── MATERIAL FOR THIS TASK

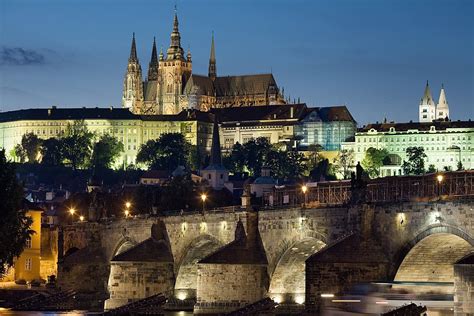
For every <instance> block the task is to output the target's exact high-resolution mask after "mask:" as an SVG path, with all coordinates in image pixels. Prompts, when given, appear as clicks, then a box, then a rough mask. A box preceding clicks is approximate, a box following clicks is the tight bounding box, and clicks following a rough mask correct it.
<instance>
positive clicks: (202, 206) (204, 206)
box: [201, 193, 207, 213]
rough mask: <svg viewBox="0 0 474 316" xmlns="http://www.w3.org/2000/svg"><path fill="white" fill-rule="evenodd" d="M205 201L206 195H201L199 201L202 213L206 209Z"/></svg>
mask: <svg viewBox="0 0 474 316" xmlns="http://www.w3.org/2000/svg"><path fill="white" fill-rule="evenodd" d="M206 199H207V195H206V194H204V193H203V194H201V200H202V212H203V213H204V211H205V209H206Z"/></svg>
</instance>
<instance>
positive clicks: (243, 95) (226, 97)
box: [122, 12, 285, 115]
mask: <svg viewBox="0 0 474 316" xmlns="http://www.w3.org/2000/svg"><path fill="white" fill-rule="evenodd" d="M178 25H179V24H178V16H177V14H176V12H175V15H174V21H173V31H172V32H171V43H170V46H169V48H168V50H167V51H166V57H165V56H164V54H163V51H161V52H160V54H159V56H158V54H157V51H156V42H155V40H153V47H152V51H151V60H150V63H149V65H148V74H147V77H146V80H145V81H143V79H142V69H141V65H140V62H139V60H138V57H137V49H136V44H135V34H133V38H132V48H131V51H130V57H129V58H128V65H127V71H126V73H125V78H124V84H123V95H122V106H123V107H124V108H128V109H130V110H131V111H132V112H133V113H135V114H150V115H154V114H177V113H179V112H181V111H182V110H184V109H197V110H201V111H208V110H210V109H211V108H214V107H218V108H219V107H238V106H257V105H269V104H285V100H284V98H283V94H282V93H280V90H279V88H278V86H277V84H276V81H275V78H274V77H273V75H272V74H258V75H243V76H222V77H219V76H217V69H216V54H215V47H214V35H213V36H212V41H211V53H210V58H209V71H208V75H207V76H203V75H196V74H193V73H192V59H191V52H190V51H188V52H187V54H186V56H185V54H184V50H183V48H182V47H181V35H180V33H179V27H178Z"/></svg>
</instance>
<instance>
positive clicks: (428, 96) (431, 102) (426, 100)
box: [420, 80, 434, 105]
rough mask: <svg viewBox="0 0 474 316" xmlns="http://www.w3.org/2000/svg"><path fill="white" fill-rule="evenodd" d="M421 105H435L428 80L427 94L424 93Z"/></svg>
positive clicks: (425, 93) (421, 99)
mask: <svg viewBox="0 0 474 316" xmlns="http://www.w3.org/2000/svg"><path fill="white" fill-rule="evenodd" d="M420 104H428V105H434V102H433V96H432V95H431V90H430V85H429V82H428V80H426V87H425V92H424V93H423V98H422V99H421V103H420Z"/></svg>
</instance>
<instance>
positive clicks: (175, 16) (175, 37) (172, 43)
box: [166, 6, 184, 59]
mask: <svg viewBox="0 0 474 316" xmlns="http://www.w3.org/2000/svg"><path fill="white" fill-rule="evenodd" d="M183 56H184V51H183V48H182V47H181V35H180V34H179V22H178V13H177V12H176V6H175V7H174V20H173V32H171V43H170V47H169V48H168V51H167V56H166V59H175V58H176V59H183Z"/></svg>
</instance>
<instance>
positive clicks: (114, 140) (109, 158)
mask: <svg viewBox="0 0 474 316" xmlns="http://www.w3.org/2000/svg"><path fill="white" fill-rule="evenodd" d="M123 150H124V147H123V144H122V142H121V141H119V140H118V139H117V138H116V137H114V136H112V135H109V134H104V135H102V137H101V138H100V139H99V141H98V142H97V143H95V144H94V148H93V150H92V159H91V164H92V166H94V168H99V169H105V168H111V167H112V165H113V164H114V162H115V160H116V159H117V158H118V157H119V156H120V153H122V152H123Z"/></svg>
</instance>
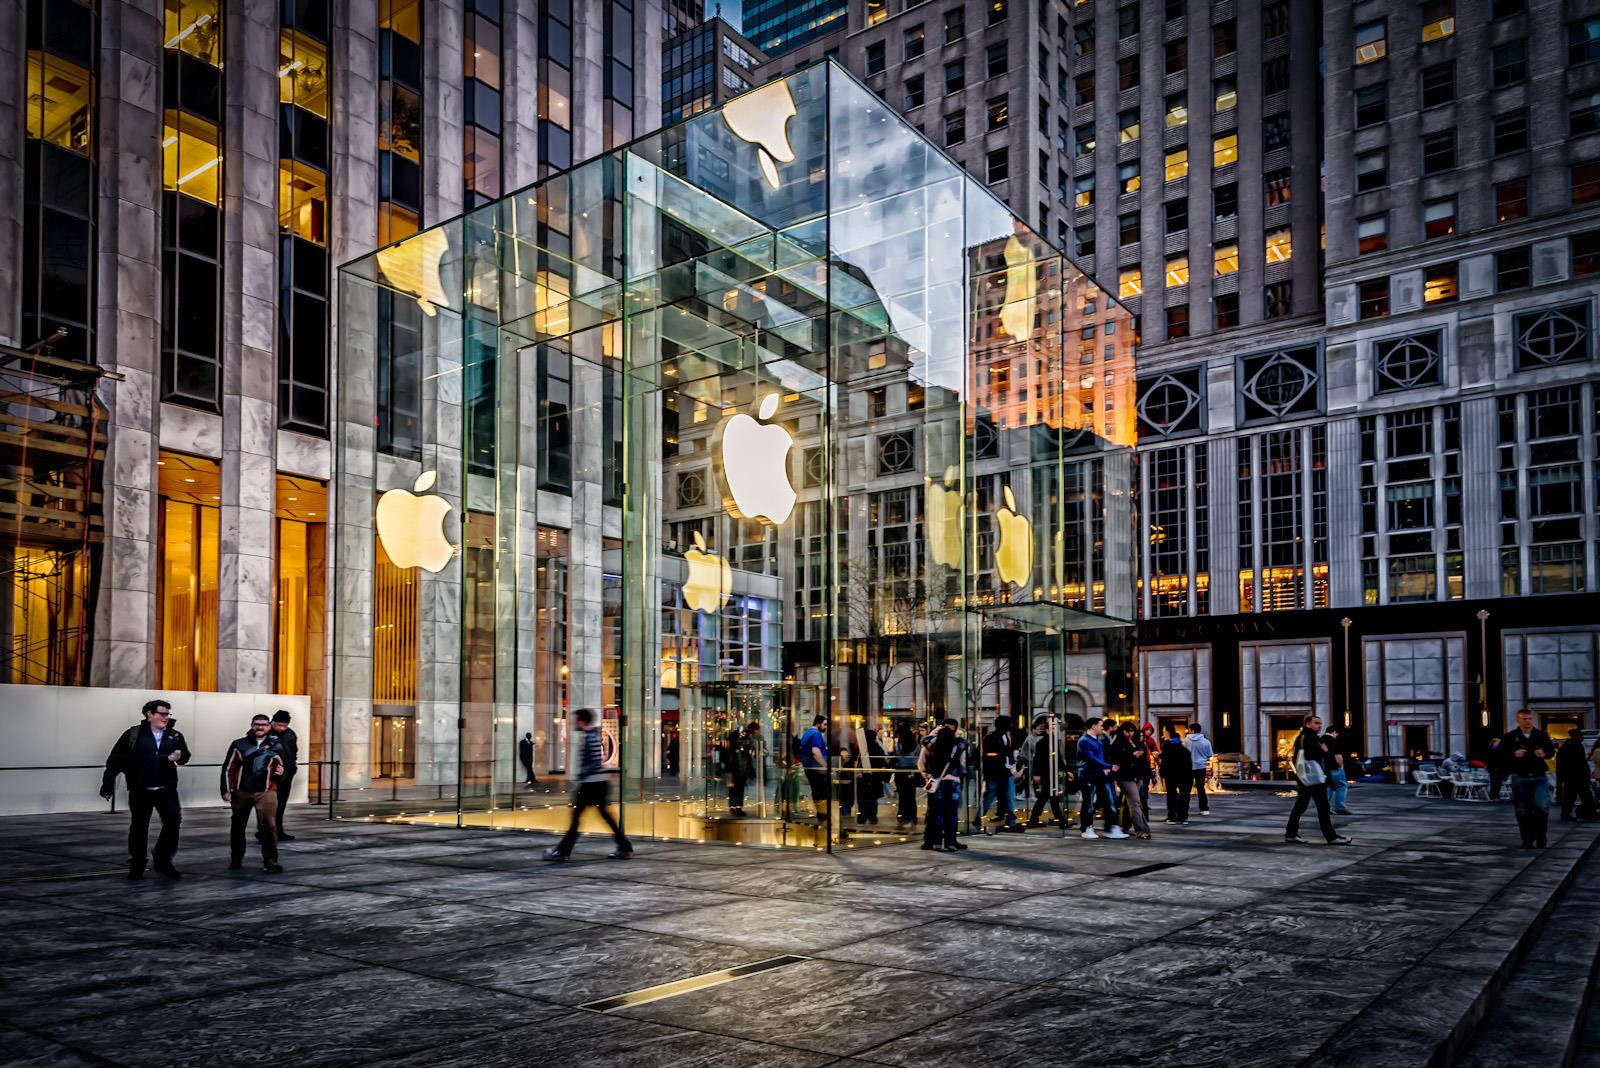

────

EXERCISE INSTRUCTIONS: Return only the lines between the one holding "positive clicks: (428, 96)" and the one holding "105H435L428 80L427 94L424", inclusive, exactly as they appear above.

ANSWER BELOW:
positive clicks: (428, 96) (431, 102) (426, 100)
box: [420, 80, 434, 105]
rough mask: <svg viewBox="0 0 474 316" xmlns="http://www.w3.org/2000/svg"><path fill="white" fill-rule="evenodd" d="M421 105H435L428 80L427 94L424 93Z"/></svg>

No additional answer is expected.